Provided data:
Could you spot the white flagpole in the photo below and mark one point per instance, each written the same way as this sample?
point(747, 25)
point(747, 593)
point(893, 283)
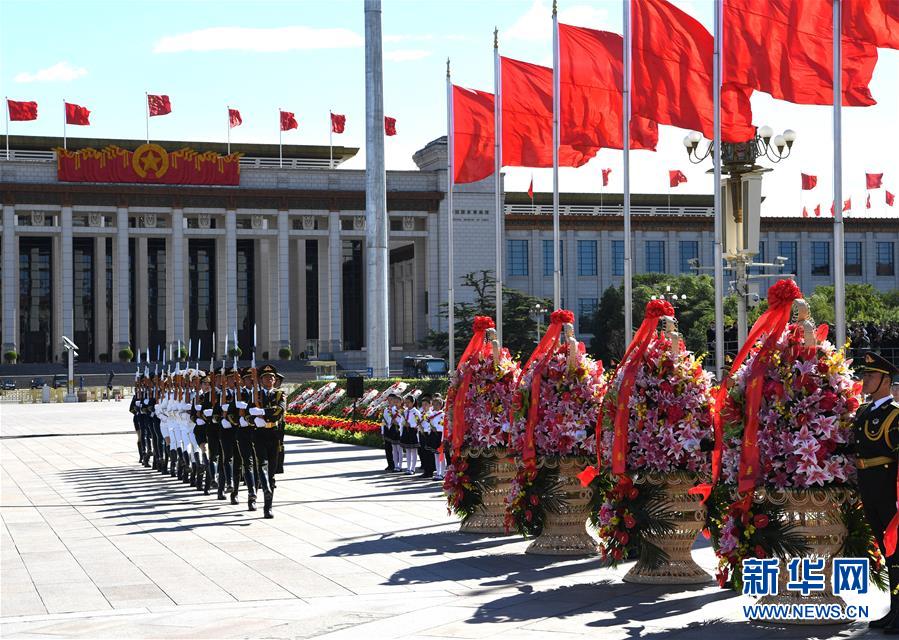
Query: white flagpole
point(450, 178)
point(839, 274)
point(498, 187)
point(557, 261)
point(717, 250)
point(626, 175)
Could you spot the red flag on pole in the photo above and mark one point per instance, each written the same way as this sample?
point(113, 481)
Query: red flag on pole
point(338, 123)
point(591, 88)
point(76, 114)
point(675, 177)
point(873, 180)
point(672, 74)
point(288, 121)
point(473, 133)
point(21, 111)
point(158, 105)
point(808, 182)
point(785, 48)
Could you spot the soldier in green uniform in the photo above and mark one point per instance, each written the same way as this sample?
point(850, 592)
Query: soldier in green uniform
point(877, 450)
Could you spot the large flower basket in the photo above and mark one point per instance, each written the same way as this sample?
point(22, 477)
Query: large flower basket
point(685, 516)
point(487, 518)
point(565, 521)
point(816, 516)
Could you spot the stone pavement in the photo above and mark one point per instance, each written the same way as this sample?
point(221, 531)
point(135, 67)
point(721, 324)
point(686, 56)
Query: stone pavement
point(95, 546)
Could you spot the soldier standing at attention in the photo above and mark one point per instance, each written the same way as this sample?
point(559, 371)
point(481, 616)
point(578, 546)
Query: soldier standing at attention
point(877, 456)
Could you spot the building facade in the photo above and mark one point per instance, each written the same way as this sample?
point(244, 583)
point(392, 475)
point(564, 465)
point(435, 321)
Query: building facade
point(144, 266)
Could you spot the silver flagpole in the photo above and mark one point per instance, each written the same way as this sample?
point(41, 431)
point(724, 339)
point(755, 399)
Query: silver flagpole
point(717, 251)
point(839, 274)
point(557, 261)
point(497, 176)
point(626, 146)
point(450, 177)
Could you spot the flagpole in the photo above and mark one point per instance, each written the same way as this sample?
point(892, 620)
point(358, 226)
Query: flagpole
point(626, 174)
point(839, 280)
point(450, 178)
point(557, 261)
point(716, 161)
point(497, 181)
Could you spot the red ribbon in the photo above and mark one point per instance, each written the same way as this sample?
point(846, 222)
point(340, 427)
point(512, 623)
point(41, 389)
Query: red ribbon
point(544, 350)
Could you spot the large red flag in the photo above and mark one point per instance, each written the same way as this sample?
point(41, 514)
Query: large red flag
point(808, 181)
point(874, 21)
point(591, 84)
point(158, 105)
point(785, 48)
point(527, 118)
point(473, 135)
point(672, 74)
point(873, 180)
point(21, 111)
point(338, 123)
point(76, 114)
point(288, 121)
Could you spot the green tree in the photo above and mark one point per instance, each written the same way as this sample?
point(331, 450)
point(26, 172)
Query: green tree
point(519, 321)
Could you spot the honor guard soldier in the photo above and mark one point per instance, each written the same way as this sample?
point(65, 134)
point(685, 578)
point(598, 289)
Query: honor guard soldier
point(877, 451)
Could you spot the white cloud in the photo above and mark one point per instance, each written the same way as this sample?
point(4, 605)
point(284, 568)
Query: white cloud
point(59, 72)
point(406, 55)
point(265, 40)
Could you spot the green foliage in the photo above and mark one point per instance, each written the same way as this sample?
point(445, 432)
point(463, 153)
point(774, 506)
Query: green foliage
point(519, 321)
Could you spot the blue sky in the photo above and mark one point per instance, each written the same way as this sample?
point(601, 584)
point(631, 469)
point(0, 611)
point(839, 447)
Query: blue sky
point(307, 57)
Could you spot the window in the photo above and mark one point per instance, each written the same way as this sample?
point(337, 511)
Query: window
point(820, 258)
point(586, 257)
point(518, 257)
point(655, 256)
point(886, 263)
point(689, 250)
point(853, 258)
point(617, 257)
point(548, 257)
point(787, 249)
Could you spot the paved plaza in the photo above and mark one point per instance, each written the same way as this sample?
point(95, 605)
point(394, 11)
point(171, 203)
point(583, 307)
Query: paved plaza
point(95, 546)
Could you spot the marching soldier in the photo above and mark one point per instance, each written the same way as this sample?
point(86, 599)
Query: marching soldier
point(877, 449)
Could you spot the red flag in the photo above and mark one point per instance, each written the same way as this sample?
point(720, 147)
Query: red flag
point(473, 133)
point(672, 74)
point(76, 114)
point(785, 48)
point(675, 177)
point(527, 119)
point(21, 111)
point(873, 180)
point(590, 82)
point(288, 121)
point(338, 123)
point(159, 105)
point(808, 182)
point(874, 21)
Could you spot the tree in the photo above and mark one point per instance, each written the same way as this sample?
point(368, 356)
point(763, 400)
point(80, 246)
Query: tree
point(519, 323)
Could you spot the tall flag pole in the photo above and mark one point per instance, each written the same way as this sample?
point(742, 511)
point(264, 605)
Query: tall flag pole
point(450, 178)
point(557, 262)
point(626, 175)
point(839, 274)
point(497, 180)
point(717, 250)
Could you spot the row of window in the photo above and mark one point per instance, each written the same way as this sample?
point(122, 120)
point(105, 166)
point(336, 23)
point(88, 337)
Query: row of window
point(655, 257)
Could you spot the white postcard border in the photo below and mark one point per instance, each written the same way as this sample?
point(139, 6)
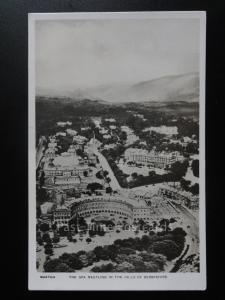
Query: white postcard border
point(113, 281)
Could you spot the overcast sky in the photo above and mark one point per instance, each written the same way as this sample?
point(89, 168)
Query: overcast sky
point(86, 53)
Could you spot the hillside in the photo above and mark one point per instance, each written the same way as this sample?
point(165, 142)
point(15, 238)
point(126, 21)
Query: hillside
point(165, 89)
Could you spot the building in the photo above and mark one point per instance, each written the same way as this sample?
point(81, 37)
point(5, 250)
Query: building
point(152, 158)
point(79, 139)
point(61, 215)
point(71, 132)
point(110, 120)
point(119, 208)
point(66, 168)
point(180, 197)
point(63, 124)
point(167, 130)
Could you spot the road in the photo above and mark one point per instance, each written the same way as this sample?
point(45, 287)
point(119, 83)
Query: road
point(114, 184)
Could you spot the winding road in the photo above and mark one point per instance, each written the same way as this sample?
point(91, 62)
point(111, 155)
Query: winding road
point(106, 167)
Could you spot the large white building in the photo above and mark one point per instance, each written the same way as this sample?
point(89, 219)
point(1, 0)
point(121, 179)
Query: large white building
point(167, 130)
point(119, 208)
point(152, 158)
point(66, 168)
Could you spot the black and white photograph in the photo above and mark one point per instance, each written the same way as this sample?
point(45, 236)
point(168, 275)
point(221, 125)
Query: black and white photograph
point(116, 151)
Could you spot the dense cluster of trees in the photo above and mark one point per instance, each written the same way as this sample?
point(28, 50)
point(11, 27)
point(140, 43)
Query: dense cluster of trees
point(146, 254)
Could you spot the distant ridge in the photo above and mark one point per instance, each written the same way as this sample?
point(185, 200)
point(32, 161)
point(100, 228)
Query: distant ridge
point(172, 88)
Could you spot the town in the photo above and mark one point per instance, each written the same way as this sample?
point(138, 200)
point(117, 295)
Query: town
point(117, 188)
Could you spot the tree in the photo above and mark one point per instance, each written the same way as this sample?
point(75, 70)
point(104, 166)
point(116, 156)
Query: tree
point(85, 173)
point(105, 173)
point(99, 175)
point(108, 190)
point(195, 167)
point(166, 247)
point(134, 175)
point(48, 251)
point(44, 227)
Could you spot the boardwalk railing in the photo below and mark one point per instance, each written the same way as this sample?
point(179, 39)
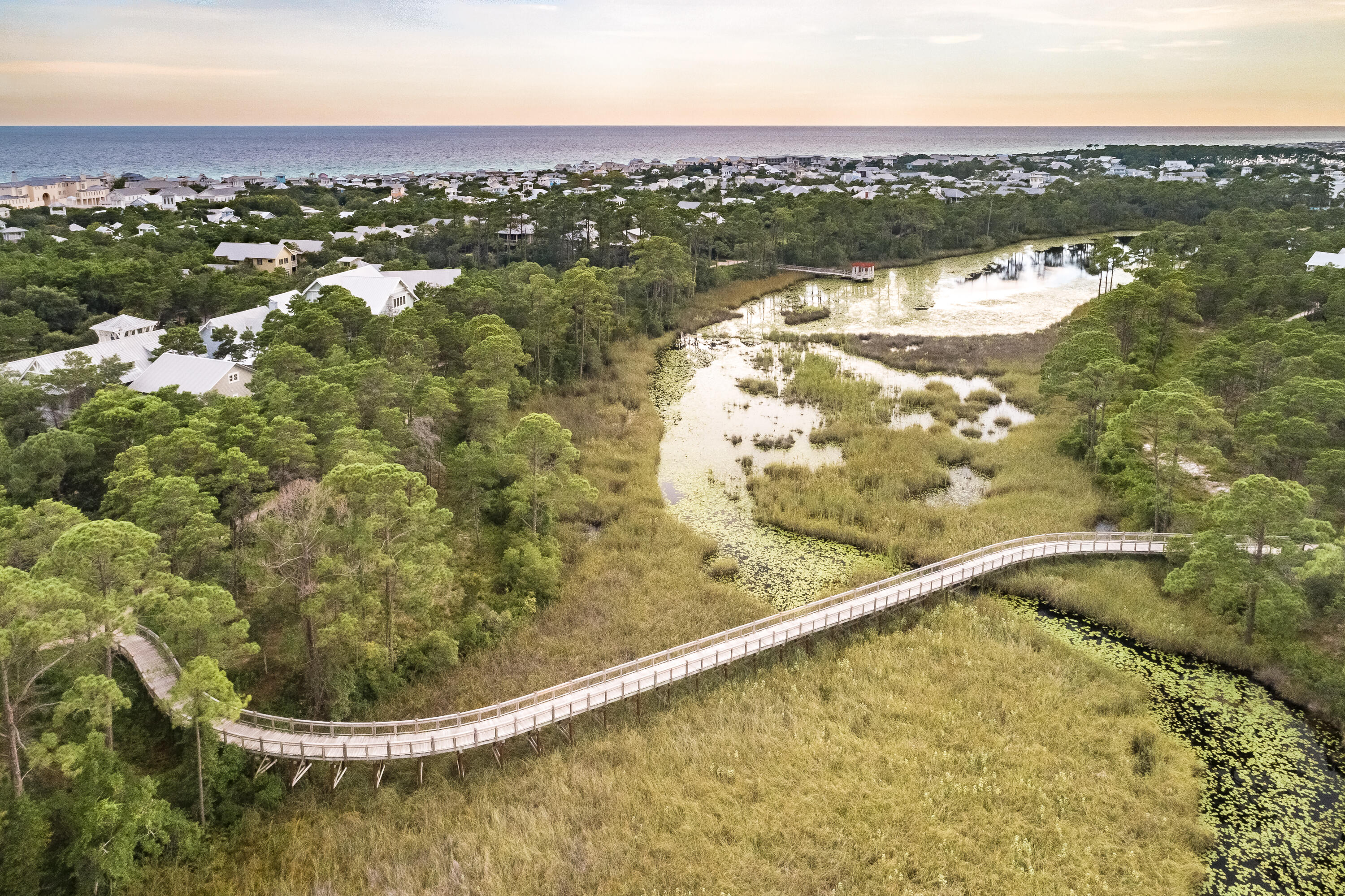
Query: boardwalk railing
point(307, 739)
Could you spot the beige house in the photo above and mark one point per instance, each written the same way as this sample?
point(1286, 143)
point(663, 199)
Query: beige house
point(64, 190)
point(195, 374)
point(263, 256)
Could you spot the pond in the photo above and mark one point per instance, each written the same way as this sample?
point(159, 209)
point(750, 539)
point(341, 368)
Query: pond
point(1274, 790)
point(1020, 288)
point(717, 433)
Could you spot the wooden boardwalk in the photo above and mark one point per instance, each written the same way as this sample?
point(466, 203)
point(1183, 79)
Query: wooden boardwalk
point(821, 272)
point(308, 740)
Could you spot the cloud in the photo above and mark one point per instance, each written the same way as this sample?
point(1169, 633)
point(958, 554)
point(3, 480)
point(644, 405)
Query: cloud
point(87, 68)
point(1095, 46)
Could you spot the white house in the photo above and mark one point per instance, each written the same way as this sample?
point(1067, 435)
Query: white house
point(195, 374)
point(263, 256)
point(1327, 260)
point(123, 326)
point(385, 292)
point(243, 322)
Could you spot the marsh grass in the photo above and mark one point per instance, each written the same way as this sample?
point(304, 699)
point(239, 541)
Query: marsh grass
point(963, 355)
point(755, 386)
point(869, 500)
point(806, 315)
point(955, 750)
point(838, 393)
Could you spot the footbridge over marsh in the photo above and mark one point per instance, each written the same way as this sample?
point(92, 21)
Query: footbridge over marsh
point(276, 738)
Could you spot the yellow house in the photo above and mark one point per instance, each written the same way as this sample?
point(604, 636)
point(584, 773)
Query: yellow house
point(263, 256)
point(64, 190)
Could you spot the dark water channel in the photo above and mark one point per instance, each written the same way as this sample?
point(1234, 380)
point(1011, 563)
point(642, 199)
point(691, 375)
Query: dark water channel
point(1274, 788)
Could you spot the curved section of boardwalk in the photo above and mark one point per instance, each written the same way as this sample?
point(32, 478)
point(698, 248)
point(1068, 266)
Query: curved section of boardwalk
point(307, 740)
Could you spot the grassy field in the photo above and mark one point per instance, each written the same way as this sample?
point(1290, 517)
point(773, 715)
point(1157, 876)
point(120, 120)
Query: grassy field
point(1126, 595)
point(953, 750)
point(872, 501)
point(639, 586)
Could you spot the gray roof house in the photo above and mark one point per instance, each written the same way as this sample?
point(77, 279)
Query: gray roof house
point(123, 326)
point(131, 349)
point(195, 374)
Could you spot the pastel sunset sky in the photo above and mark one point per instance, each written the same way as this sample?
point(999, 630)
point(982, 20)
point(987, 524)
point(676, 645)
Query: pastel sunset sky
point(914, 62)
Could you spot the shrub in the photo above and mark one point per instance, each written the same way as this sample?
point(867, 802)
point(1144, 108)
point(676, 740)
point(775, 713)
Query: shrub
point(724, 568)
point(759, 386)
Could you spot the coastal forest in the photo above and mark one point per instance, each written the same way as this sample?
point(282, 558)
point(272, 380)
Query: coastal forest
point(458, 504)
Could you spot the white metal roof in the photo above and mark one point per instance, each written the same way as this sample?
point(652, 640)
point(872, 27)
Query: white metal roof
point(134, 349)
point(241, 251)
point(1328, 260)
point(443, 277)
point(190, 373)
point(240, 320)
point(123, 323)
point(366, 283)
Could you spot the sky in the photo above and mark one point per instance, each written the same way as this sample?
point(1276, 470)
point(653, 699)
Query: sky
point(651, 62)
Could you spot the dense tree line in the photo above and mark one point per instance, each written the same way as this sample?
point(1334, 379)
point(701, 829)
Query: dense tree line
point(381, 505)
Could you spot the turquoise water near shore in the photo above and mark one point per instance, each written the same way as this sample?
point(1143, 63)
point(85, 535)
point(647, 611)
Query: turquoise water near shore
point(299, 150)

Work instructions:
With pictures excluded, reproduce exactly the lines above from the one containing "point(221, 125)" down to the one containing "point(1183, 79)", those two included.

Final answer:
point(221, 125)
Query: black and white photograph
point(116, 151)
Could you spot the dense cluster of trees in the photo above and mark one point per instance, each written the same way as this sample?
point(28, 50)
point(11, 27)
point(140, 43)
Query: dense cluster of trees
point(146, 254)
Could you spot the distant ridge in the photo above and mark one point per instance, each written the same way as this sample?
point(185, 200)
point(32, 161)
point(100, 228)
Query: distant ridge
point(172, 88)
Could you spot the town in the photo above and mark one point per instance, each written the same way as this sample?
point(138, 200)
point(117, 295)
Query: town
point(117, 188)
Could you spot the tree in the photo above and mark one point per instance, each written the same way as this sample?
point(75, 70)
point(104, 166)
point(116, 156)
Query: tree
point(85, 173)
point(105, 173)
point(99, 175)
point(108, 190)
point(195, 167)
point(166, 247)
point(134, 175)
point(48, 251)
point(44, 227)
Could you spot the boardwalk railing in the photo below and mark one point per instance, each written the same way as this sample?
point(179, 39)
Query: boardwalk railing
point(307, 739)
Could you spot the beige house in the photo above and mark one point per instance, each written the same way as this sample?
point(1286, 143)
point(663, 199)
Query: beige house
point(64, 190)
point(195, 374)
point(263, 256)
Could you spot the pond in the photo above and mark one point per instance, each written the same way as this sample?
point(159, 209)
point(750, 539)
point(341, 368)
Query: pond
point(1274, 790)
point(1020, 288)
point(717, 433)
Could you spot the wooden boardwalk in the photo above and mark one point per instance, each written the same way as this sample?
point(466, 203)
point(1183, 79)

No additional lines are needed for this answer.